== What is being asked ==
Can you return every line in the records below that contains the string "horse", copied word for word?

>> Begin

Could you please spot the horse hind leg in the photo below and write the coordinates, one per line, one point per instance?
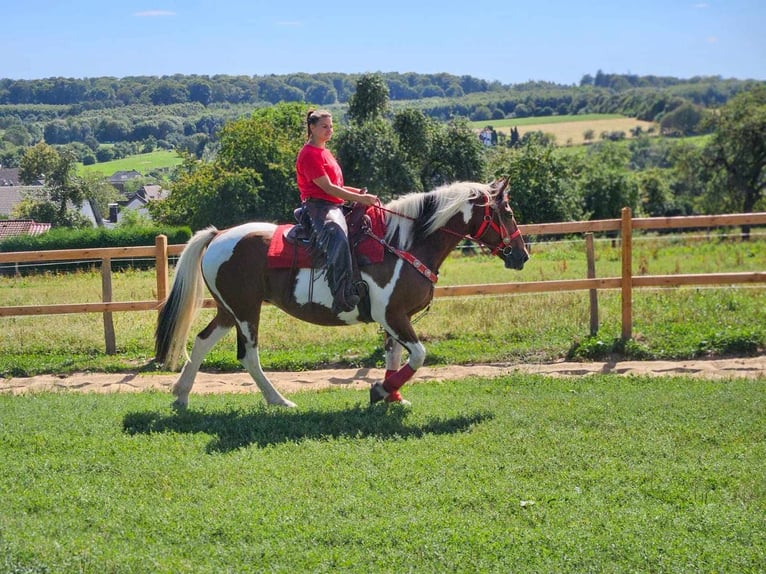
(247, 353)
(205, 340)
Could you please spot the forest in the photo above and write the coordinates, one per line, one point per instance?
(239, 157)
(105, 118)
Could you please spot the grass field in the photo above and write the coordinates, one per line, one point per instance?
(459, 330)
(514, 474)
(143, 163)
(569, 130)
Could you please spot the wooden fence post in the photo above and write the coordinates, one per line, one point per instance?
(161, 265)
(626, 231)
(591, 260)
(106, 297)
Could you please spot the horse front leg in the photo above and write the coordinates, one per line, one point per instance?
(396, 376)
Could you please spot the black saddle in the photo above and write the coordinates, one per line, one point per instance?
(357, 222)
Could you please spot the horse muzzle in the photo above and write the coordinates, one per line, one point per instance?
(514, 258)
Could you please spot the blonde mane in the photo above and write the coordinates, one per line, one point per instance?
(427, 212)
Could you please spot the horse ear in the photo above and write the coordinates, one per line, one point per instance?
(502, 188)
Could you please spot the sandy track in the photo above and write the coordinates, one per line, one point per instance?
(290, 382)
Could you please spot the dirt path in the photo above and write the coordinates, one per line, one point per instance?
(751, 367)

>> End
>> Begin

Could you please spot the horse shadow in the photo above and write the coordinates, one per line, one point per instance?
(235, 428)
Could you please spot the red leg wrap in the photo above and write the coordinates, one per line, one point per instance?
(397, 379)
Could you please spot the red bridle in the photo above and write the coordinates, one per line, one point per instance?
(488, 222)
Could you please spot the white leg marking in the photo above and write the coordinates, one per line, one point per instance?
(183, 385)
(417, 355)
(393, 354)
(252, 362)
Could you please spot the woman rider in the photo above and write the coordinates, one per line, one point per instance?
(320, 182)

>> End

== Solution for this exercise ==
Could you please spot the horse hind leg in the photo below and write the coordinates, one per line, one point per instance?
Could you please spot the horse front leg in the photo above and write the coordinates, one per line, one point per instance?
Could you please spot the horse muzzle in the photo above and write the coordinates, one per line, one point per instance?
Could you please spot the horse ear in the photo above and write the coordinates, one per line, one point per instance?
Could you please spot the horse shadow in the photo above and write the coordinates, one per line, one point per instance?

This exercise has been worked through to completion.